_Exercise instructions_. Update the entries below by changing "scouting record" to "field survey" wherever it appears, and leave all other text unchanged.

_Information shown_.
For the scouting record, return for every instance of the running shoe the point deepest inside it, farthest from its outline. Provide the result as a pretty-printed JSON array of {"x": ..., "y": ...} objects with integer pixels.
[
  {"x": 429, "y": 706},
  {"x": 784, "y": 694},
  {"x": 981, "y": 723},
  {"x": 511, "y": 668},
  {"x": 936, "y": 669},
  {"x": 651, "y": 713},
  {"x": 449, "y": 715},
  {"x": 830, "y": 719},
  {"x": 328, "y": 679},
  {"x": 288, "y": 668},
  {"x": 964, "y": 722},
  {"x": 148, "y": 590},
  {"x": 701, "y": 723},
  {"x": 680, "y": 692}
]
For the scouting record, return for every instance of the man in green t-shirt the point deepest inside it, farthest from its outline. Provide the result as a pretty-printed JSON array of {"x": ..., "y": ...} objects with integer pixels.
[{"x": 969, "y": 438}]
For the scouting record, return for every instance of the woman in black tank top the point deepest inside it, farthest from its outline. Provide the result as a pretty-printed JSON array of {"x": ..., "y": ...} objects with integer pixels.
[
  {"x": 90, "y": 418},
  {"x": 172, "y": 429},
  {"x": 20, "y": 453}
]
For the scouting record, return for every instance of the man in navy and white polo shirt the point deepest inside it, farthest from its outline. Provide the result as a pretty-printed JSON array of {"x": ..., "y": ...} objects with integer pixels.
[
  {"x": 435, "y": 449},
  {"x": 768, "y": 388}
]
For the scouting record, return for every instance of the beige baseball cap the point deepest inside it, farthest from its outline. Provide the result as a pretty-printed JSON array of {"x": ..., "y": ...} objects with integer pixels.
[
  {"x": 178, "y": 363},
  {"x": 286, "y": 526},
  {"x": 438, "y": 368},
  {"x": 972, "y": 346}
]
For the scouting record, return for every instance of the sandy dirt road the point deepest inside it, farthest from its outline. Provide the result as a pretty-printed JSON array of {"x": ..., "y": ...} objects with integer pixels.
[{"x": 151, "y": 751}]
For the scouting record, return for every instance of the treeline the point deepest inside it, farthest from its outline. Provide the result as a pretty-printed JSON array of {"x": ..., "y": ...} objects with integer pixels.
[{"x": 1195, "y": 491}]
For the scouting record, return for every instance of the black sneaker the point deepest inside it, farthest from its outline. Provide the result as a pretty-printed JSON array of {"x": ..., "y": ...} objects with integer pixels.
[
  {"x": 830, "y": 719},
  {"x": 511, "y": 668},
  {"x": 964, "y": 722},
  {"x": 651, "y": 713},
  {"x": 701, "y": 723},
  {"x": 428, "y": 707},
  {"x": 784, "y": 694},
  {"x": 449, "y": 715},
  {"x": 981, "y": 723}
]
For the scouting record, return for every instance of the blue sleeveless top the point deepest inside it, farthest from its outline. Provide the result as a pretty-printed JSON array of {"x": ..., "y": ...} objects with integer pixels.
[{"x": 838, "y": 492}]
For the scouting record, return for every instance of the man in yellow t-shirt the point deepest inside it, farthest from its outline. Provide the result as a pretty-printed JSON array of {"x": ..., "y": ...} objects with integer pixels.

_Correct output_.
For the field survey, return for every instance of the running shoe the point deepest inside it, farthest from its outline. Provide the result as a pretty-printed JSON array of {"x": ..., "y": ...} objects with integer pixels.
[
  {"x": 429, "y": 706},
  {"x": 784, "y": 694},
  {"x": 981, "y": 723},
  {"x": 511, "y": 668},
  {"x": 936, "y": 669},
  {"x": 651, "y": 713},
  {"x": 449, "y": 715},
  {"x": 830, "y": 719},
  {"x": 328, "y": 679},
  {"x": 288, "y": 668},
  {"x": 964, "y": 722},
  {"x": 148, "y": 590},
  {"x": 701, "y": 723},
  {"x": 680, "y": 692}
]
For the field survey, return for every instance of the man in green t-shirt the point deepest inside it, farthest from its outline. Provide the result as a pretty-printed JSON array of {"x": ..., "y": ...} objects with integer pixels.
[{"x": 969, "y": 438}]
For the field survey, return for every instance of the woman in black tank top the point deepest inside it, farthest from its outline. Provide the result as a pretty-printed JSON array of {"x": ..., "y": ...} objects with integer pixels.
[
  {"x": 90, "y": 418},
  {"x": 172, "y": 429},
  {"x": 20, "y": 453}
]
For the field survey, return for every instance of the man in navy and white polo shirt the point deepest inside it, farthest from its outline. Provide the result as a pretty-printed JSON array of {"x": ..., "y": ...} objects with integer pixels.
[
  {"x": 435, "y": 449},
  {"x": 768, "y": 388}
]
For the field survey, return for every instance of the beige baseball cap the point deepest inside it, farthest from its outline. Provide the result as a pretty-printed JSON array of {"x": ..., "y": ...} objects with integer pixels.
[
  {"x": 178, "y": 363},
  {"x": 286, "y": 526},
  {"x": 438, "y": 368},
  {"x": 972, "y": 346}
]
For the field survey, return for every instance of the sandy dirt road the point deepest inside it, farthest from its outline. Provide the result as a pretty-printed JSON array of {"x": ..., "y": ...} objects with integer pixels.
[{"x": 151, "y": 751}]
For the field survey, return for every instance of the treeline the point deepest inside it, farthest from its outline. Provide the result as a pretty-printed JSON array of {"x": ..., "y": ...} objects with integer pixels.
[{"x": 1195, "y": 491}]
For the field survey, return for every instance of the black sneaker the point deepest inside it, farthest from its outline. Provide the result as a pretty-printed JSON array of {"x": ..., "y": ...} objects with integer pixels.
[
  {"x": 830, "y": 719},
  {"x": 511, "y": 668},
  {"x": 964, "y": 722},
  {"x": 651, "y": 713},
  {"x": 701, "y": 723},
  {"x": 428, "y": 707},
  {"x": 784, "y": 694},
  {"x": 449, "y": 715},
  {"x": 981, "y": 723}
]
For the field survey, return for every instance of the blue sleeveless top the point deepest inside it, farthest from its outline. Provide the result as a pretty-printed JSON array of {"x": ..., "y": ...} objects with integer pixels.
[{"x": 838, "y": 492}]
For the field survey, return for every instance of the man in yellow t-shirt the point deepest inside it, farthest from its outline. Provide the result as a pretty-printed JSON array of {"x": ..., "y": ...} objects with integer pixels.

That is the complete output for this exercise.